- _Requirements_: Locate every line in the entries below that contains the word "find", and copy each of those lines.

- _Material provided_:
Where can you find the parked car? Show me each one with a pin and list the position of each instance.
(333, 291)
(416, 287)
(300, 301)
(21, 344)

- _Task solution_:
Where can you find the parked car? Show me each one with a pin and list the position of each instance.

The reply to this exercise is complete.